(Collected data)
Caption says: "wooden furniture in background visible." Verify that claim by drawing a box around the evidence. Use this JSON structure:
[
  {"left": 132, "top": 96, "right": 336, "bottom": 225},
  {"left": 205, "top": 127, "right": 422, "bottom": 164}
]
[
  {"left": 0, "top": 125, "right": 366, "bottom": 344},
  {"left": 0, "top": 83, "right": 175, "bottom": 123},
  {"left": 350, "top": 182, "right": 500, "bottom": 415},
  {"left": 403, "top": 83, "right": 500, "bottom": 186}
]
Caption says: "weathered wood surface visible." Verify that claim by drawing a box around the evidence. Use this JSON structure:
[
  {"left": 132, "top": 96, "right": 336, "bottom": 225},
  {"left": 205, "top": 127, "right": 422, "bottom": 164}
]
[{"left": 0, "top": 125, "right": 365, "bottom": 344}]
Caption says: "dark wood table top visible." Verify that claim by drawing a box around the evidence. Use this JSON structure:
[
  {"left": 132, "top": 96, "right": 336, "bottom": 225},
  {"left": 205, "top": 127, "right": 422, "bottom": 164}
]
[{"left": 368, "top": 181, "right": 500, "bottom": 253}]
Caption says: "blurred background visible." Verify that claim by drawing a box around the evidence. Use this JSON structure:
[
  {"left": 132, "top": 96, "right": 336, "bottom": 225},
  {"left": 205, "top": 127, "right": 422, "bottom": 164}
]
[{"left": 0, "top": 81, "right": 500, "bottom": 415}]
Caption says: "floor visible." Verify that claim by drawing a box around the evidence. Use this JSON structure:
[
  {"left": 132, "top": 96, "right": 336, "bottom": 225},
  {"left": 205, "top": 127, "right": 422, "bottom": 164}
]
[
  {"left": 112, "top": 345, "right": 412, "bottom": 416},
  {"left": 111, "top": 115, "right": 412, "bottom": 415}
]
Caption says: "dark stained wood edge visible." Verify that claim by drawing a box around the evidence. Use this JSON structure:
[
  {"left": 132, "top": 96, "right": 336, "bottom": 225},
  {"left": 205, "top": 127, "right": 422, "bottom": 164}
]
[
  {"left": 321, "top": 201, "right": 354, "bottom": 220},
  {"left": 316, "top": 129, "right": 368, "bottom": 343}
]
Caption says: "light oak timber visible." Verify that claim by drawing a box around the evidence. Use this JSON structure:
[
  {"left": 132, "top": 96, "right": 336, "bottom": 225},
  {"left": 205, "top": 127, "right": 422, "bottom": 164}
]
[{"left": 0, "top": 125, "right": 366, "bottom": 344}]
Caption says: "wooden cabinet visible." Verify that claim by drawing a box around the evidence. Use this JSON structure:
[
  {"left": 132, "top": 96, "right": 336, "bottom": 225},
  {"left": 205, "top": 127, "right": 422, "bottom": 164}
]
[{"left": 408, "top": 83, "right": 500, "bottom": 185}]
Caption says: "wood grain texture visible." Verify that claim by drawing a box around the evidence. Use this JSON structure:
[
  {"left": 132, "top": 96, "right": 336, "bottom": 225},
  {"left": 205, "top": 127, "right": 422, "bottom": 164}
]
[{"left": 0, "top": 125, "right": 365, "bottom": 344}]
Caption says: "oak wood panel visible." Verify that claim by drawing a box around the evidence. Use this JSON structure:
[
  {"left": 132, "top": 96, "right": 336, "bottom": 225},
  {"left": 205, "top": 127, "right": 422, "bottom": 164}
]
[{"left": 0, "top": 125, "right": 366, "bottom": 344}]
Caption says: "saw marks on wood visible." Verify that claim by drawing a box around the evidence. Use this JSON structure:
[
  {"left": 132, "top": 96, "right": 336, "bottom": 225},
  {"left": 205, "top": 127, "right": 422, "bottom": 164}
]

## THE EXERCISE
Give the number of lines in the data above that contain the string "dark", counting only matches with the same case. Respond with the number alone.

## RESULT OF THIS TASK
2